-- START --
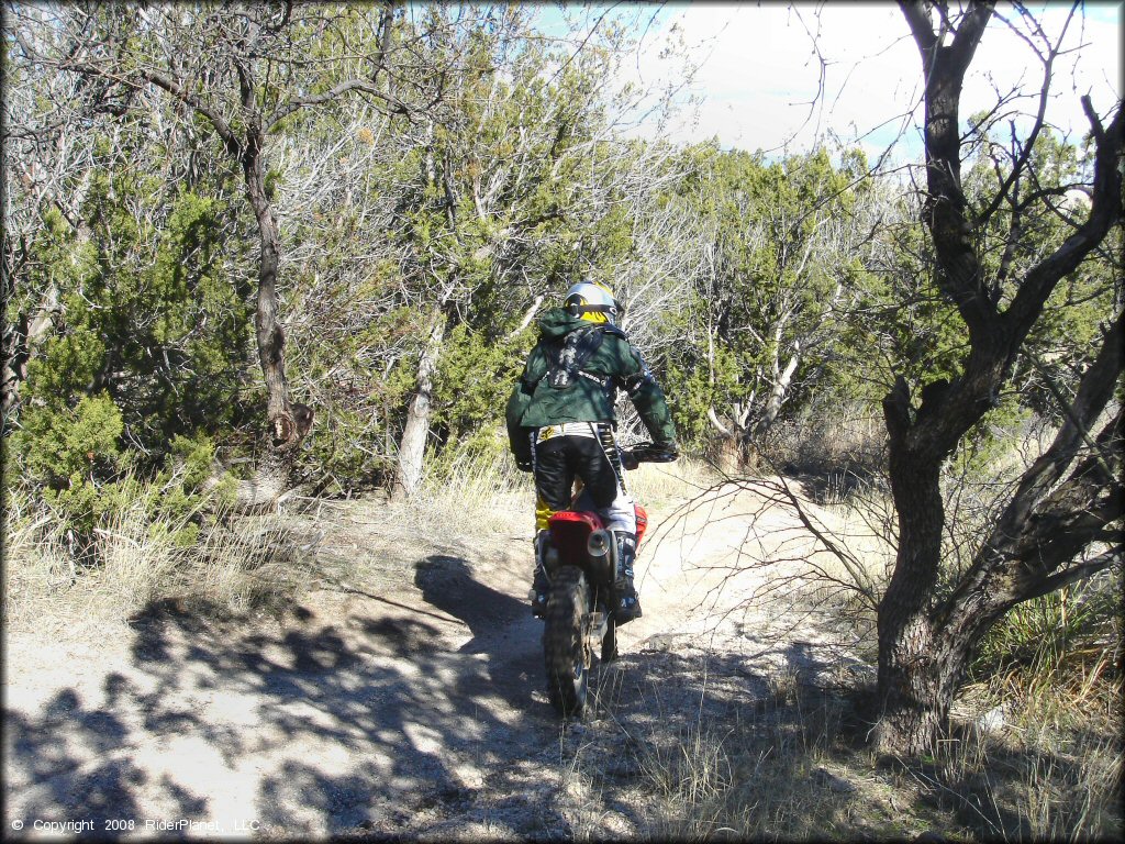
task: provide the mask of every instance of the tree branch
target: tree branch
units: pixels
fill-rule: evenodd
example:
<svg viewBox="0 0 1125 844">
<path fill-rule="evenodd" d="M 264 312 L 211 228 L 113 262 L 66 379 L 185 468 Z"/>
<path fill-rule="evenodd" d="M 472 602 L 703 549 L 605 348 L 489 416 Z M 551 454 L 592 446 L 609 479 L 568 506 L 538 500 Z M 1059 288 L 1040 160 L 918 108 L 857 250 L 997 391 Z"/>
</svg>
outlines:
-- END --
Given task
Write out the whole listing again, exactly, with no pictures.

Problem solution
task: provide the mask of every instance of the tree branch
target: tree branch
units: pixels
fill-rule: evenodd
example:
<svg viewBox="0 0 1125 844">
<path fill-rule="evenodd" d="M 264 312 L 211 228 L 113 262 L 66 379 L 185 468 Z"/>
<path fill-rule="evenodd" d="M 472 602 L 703 549 L 605 348 L 489 416 Z M 551 454 L 592 446 L 609 479 L 568 506 L 538 500 Z M 1059 288 L 1040 160 L 918 108 L 857 250 L 997 391 Z"/>
</svg>
outlines:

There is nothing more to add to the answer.